▶ **Task directions**:
Answer these questions from the article on oral health therapists and dentists:
1. How much could be saved from the children's dental program's annual expenditure under Victoria's current workforce ratio?
2. How long is the bachelor degree an oral health therapist undertakes?
3. What is the national workforce ratio of oral health therapists to dentists?

▶ **Quoted passage**:
The study, published in a recent edition of Human Resources for Health, crunched the numbers on transitioning one of Australia’s largest public dental programs to a delivery model led by more oral health therapists alongside dentists.
It showed that if the Federal Government’s national scheme to increase dental care access for children was administered by Victoria’s current workforce ratio of two oral health therapists to every three dentists, it could save $67 million from the program’s annual expenditure.
Lead author Tan Nguyen, an honorary fellow in Deakin Health Economics’ new oral health research stream, part of the recently launched Institute for Health Transformation, said better use of oral health therapists in the delivery of public dental services for children would significantly improve efficiencies.
“Countries that want to embed dental services in universal health care must maximise the role of oral health therapists to improve efficiency,” Mr Nguyen said.
“The potential cost-savings could be re-invested in other public dental initiatives such as school-based dental check programs, or resource allocation to eliminate adult dental waiting lists in the public sector, which can run up to three years or more.”
Mr Nguyen, a practising oral health therapist, said many dental services are provided by both dentists and oral health therapists.
“The oral health therapy workforce provides high-quality and cost-effective dental services within their scope of practice, which enables dentists to focus on more complex procedures,” he said.
“An oral health therapist undertakes a three year bachelor degree, compared to five to seven years of training for dentists. Their work is narrower in scope and much more focussed on prevention, including check-ups, teeth cleaning, simple fillings and some teeth removal. On average, their salary in the public sector is 30 per cent less for carrying out these procedures.
“The current Australian dental workforce mix requires the dentist, who is qualified to provide complex dental services, to deliver routine services that can be provided by an oral health therapist at a reduced cost.”
As part of Mr Nguyen’s study, the average 30 per cent salary difference between the two professions was used the adjust the cost for each type of service offered under the Child Dental Benefits Schedule. The research team – which also included trained dentists – then analysed the two different variables.
Firstly, they looked at a scenario where services were offered under the national workforce ratio of one oral health therapist to every four dentists. And another scenario was modelled on the Victorian workforce ratio, which has a large oral health therapy workforce at two oral health therapists to every three dentists.

▶ **Data listing**:
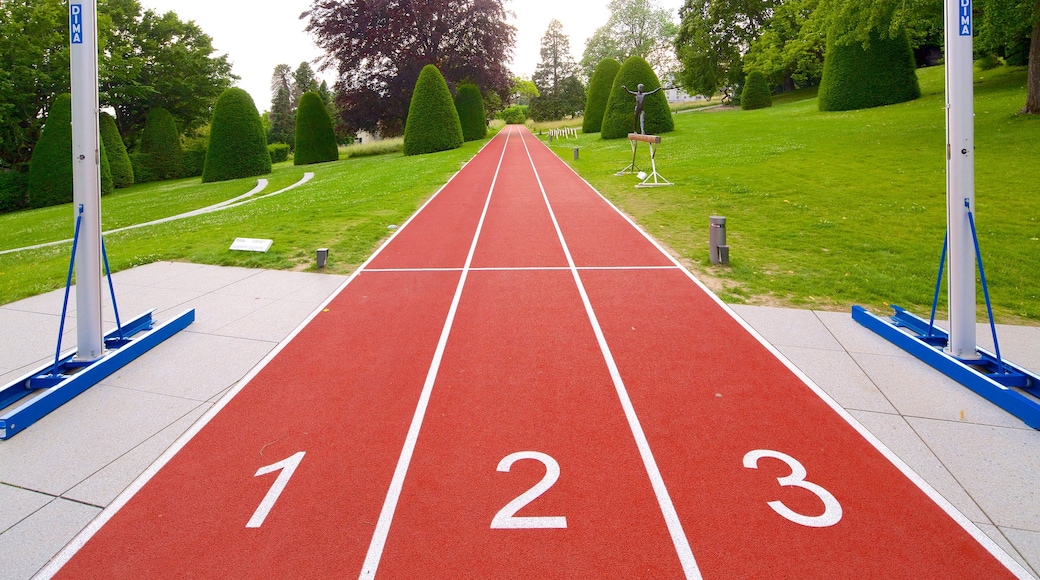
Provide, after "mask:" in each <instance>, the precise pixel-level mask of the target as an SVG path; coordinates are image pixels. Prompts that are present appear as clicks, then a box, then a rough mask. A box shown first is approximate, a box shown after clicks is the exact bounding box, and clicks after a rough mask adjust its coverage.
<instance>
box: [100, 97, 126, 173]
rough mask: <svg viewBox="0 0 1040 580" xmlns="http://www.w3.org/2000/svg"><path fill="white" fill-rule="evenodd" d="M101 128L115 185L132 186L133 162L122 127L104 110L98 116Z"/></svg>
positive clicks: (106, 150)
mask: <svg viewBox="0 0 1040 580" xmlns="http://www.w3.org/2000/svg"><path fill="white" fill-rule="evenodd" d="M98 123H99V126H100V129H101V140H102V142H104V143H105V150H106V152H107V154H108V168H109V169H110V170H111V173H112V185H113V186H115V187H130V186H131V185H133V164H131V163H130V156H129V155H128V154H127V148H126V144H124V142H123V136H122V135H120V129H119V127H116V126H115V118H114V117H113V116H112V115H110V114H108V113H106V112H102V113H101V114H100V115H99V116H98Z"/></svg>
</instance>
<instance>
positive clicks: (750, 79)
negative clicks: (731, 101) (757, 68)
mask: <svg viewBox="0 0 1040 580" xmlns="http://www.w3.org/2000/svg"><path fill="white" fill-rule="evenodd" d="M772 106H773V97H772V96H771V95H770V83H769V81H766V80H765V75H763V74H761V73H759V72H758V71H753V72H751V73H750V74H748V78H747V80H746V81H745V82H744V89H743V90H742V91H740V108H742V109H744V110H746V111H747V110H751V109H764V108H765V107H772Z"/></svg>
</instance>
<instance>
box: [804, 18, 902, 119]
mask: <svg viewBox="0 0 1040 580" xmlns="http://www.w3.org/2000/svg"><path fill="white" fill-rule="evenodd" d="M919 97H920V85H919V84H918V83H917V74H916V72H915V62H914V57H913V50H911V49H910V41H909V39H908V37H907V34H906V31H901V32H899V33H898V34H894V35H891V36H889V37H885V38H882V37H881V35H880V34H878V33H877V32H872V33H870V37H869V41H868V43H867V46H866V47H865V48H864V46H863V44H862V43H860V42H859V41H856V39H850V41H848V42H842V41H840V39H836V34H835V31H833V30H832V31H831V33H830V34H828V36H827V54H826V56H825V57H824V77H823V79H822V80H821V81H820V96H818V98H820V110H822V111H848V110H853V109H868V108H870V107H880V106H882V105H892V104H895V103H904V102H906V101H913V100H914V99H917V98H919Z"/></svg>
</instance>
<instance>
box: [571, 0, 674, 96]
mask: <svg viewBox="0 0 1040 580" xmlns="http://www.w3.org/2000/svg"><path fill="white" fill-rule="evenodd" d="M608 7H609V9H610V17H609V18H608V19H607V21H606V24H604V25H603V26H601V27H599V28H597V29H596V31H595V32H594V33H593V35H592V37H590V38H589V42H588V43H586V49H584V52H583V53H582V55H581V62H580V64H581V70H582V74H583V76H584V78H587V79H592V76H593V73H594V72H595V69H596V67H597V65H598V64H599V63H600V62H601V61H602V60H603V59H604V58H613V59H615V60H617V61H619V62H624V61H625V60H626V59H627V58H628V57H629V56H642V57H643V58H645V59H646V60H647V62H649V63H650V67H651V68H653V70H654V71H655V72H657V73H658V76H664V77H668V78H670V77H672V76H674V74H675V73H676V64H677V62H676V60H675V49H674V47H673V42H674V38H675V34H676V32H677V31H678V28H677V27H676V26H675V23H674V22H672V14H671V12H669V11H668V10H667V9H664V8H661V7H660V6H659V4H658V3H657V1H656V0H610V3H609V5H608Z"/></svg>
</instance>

▶ **Result of this task**:
1. $67 million
2. Three years
3. One oral health therapist to every four dentists